┏━━

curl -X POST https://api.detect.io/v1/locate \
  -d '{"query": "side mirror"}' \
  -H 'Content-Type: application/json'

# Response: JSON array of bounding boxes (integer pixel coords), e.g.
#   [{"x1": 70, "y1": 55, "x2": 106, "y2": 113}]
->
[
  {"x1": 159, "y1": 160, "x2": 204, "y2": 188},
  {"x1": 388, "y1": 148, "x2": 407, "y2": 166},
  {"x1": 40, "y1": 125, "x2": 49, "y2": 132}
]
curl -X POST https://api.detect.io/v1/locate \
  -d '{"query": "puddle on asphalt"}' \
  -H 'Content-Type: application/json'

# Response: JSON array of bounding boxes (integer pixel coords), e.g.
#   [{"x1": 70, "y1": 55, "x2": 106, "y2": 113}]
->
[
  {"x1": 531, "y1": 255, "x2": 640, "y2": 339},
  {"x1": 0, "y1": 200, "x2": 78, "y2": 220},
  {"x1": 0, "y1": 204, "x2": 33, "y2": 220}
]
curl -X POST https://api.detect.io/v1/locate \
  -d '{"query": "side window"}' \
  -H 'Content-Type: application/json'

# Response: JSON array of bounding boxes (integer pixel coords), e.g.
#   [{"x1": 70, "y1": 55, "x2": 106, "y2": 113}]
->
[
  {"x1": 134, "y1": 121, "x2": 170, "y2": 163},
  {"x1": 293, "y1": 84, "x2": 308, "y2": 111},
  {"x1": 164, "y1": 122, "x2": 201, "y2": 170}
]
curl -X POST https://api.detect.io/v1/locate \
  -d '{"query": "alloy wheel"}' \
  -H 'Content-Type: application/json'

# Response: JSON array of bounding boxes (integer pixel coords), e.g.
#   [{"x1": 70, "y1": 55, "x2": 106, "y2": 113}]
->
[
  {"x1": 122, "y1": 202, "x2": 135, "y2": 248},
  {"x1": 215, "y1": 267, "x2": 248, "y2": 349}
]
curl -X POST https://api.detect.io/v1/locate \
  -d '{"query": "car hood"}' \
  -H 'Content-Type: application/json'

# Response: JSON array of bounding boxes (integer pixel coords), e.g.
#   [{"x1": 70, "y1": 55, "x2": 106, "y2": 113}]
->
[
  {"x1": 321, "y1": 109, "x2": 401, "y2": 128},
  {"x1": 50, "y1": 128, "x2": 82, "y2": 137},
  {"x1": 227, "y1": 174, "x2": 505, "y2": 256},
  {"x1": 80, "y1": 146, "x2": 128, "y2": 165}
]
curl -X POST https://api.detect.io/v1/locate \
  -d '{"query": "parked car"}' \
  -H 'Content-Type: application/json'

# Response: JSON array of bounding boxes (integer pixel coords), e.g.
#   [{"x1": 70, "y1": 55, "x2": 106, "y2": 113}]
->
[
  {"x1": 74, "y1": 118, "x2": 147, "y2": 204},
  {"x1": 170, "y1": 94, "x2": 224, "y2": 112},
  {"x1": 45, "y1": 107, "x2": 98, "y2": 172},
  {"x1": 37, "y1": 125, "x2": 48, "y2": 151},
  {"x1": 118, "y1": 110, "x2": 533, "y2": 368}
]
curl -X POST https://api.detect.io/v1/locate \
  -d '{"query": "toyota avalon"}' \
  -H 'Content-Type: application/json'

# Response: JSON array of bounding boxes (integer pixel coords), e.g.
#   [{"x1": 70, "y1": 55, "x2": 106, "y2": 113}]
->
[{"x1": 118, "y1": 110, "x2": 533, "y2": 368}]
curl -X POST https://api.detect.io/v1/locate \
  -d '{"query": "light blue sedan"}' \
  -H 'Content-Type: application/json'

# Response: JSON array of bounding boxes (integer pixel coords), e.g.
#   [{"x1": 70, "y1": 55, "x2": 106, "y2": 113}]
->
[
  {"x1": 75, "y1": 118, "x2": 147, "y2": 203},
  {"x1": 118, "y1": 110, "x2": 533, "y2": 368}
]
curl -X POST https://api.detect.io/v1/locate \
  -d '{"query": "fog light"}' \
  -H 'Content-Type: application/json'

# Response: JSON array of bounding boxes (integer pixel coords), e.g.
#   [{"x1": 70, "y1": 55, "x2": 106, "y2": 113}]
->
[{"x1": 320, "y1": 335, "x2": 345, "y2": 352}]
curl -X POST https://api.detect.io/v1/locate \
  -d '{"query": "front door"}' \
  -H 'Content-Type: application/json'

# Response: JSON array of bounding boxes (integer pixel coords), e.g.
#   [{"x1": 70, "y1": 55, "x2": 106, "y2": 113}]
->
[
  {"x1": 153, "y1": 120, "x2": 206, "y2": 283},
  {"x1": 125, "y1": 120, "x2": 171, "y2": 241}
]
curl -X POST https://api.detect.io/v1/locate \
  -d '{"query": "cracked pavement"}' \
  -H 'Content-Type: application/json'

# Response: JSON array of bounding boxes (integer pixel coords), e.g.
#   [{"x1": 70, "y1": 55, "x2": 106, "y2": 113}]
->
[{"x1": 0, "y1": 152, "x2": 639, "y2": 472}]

┗━━

TASK GOAL: To complete this exercise, set down every line above exactly once more.

ANSWER FOR THE TASK:
curl -X POST https://api.detect.io/v1/locate \
  -d '{"query": "side mirror"}' \
  -H 'Content-Type: application/json'

# Response: JSON array of bounding boxes (integer pixel coords), e.g.
#   [{"x1": 70, "y1": 55, "x2": 106, "y2": 113}]
->
[
  {"x1": 159, "y1": 160, "x2": 204, "y2": 188},
  {"x1": 388, "y1": 148, "x2": 407, "y2": 166},
  {"x1": 40, "y1": 125, "x2": 49, "y2": 132}
]
curl -X POST https://api.detect.io/v1/locate \
  -d '{"query": "puddle on asphalt"}' \
  -H 'Content-Type: application/json'

# Response: JSON array of bounding boxes (integer pixel coords), e.g.
#   [{"x1": 70, "y1": 55, "x2": 106, "y2": 113}]
->
[
  {"x1": 531, "y1": 255, "x2": 640, "y2": 339},
  {"x1": 0, "y1": 200, "x2": 78, "y2": 220},
  {"x1": 0, "y1": 204, "x2": 33, "y2": 220}
]
curl -X POST https://api.detect.io/v1/locate \
  -d '{"query": "side window"}' \
  -H 'Content-Type: application/json'

# Response: JSON array of bounding boxes (integer pixel coords), e.g.
#   [{"x1": 70, "y1": 55, "x2": 106, "y2": 113}]
->
[
  {"x1": 134, "y1": 121, "x2": 170, "y2": 163},
  {"x1": 293, "y1": 84, "x2": 308, "y2": 111},
  {"x1": 164, "y1": 122, "x2": 201, "y2": 170}
]
curl -X POST https://api.detect.io/v1/locate \
  -d '{"query": "alloy wheel"}' \
  -H 'Content-Type: application/json'

# Response: JSON array of bounding boxes (integer pixel coords), e.g.
#   [{"x1": 70, "y1": 55, "x2": 106, "y2": 113}]
->
[
  {"x1": 122, "y1": 202, "x2": 135, "y2": 248},
  {"x1": 215, "y1": 267, "x2": 248, "y2": 349}
]
curl -X POST https://api.detect.io/v1/locate \
  -d '{"query": "car hood"}' \
  -H 'Content-Type: application/json'

# Response: JSON array of bounding boxes (integer pixel coords), e.g.
#   [{"x1": 70, "y1": 55, "x2": 106, "y2": 113}]
->
[
  {"x1": 321, "y1": 109, "x2": 401, "y2": 128},
  {"x1": 50, "y1": 128, "x2": 82, "y2": 137},
  {"x1": 227, "y1": 174, "x2": 505, "y2": 256},
  {"x1": 80, "y1": 146, "x2": 128, "y2": 165}
]
curl -X POST https://api.detect.io/v1/locate \
  -d '{"query": "parked car"}' \
  -H 'Content-Type: application/json'

# Response: JSON array of bounding boxes (integer pixel coords), e.g.
#   [{"x1": 70, "y1": 55, "x2": 106, "y2": 113}]
->
[
  {"x1": 74, "y1": 118, "x2": 147, "y2": 204},
  {"x1": 170, "y1": 94, "x2": 224, "y2": 112},
  {"x1": 45, "y1": 107, "x2": 98, "y2": 172},
  {"x1": 37, "y1": 125, "x2": 48, "y2": 151},
  {"x1": 118, "y1": 110, "x2": 533, "y2": 368}
]
curl -X POST https://api.detect.io/v1/locate \
  -d '{"query": "toyota avalon"}' \
  -H 'Content-Type: application/json'

# Response: JSON array of bounding boxes (integer pixel coords), e.g.
#   [{"x1": 70, "y1": 55, "x2": 106, "y2": 113}]
->
[{"x1": 118, "y1": 110, "x2": 533, "y2": 368}]
curl -X POST https://api.detect.io/v1/locate \
  -d '{"query": "light blue sedan"}' \
  -H 'Content-Type: application/json'

# Response: JSON array of bounding boxes (integer pixel coords), e.g.
#   [{"x1": 70, "y1": 55, "x2": 106, "y2": 113}]
->
[
  {"x1": 75, "y1": 118, "x2": 147, "y2": 203},
  {"x1": 118, "y1": 110, "x2": 533, "y2": 368}
]
curl -X POST https://api.detect.io/v1/locate \
  -d '{"query": "fog light"}' \
  -H 'Content-Type: application/json'

# Response: JSON array of bounding boxes (integer pixel coords), e.g.
#   [{"x1": 70, "y1": 55, "x2": 106, "y2": 113}]
->
[{"x1": 320, "y1": 335, "x2": 345, "y2": 352}]
curl -X POST https://api.detect.io/v1/locate \
  -d '{"query": "front door"}' \
  -H 'Content-Type: application/json'

# Response: JSON array of bounding boxes (integer pixel coords), e.g.
#   [{"x1": 70, "y1": 55, "x2": 106, "y2": 113}]
->
[
  {"x1": 153, "y1": 120, "x2": 206, "y2": 283},
  {"x1": 125, "y1": 120, "x2": 171, "y2": 241}
]
curl -X POST https://api.detect.io/v1/locate \
  -d '{"query": "cracked pavement"}' \
  -H 'Content-Type: application/json'

# Response: JSON array of bounding boxes (integer pixel coords), e.g.
#   [{"x1": 70, "y1": 55, "x2": 106, "y2": 113}]
->
[{"x1": 0, "y1": 152, "x2": 639, "y2": 472}]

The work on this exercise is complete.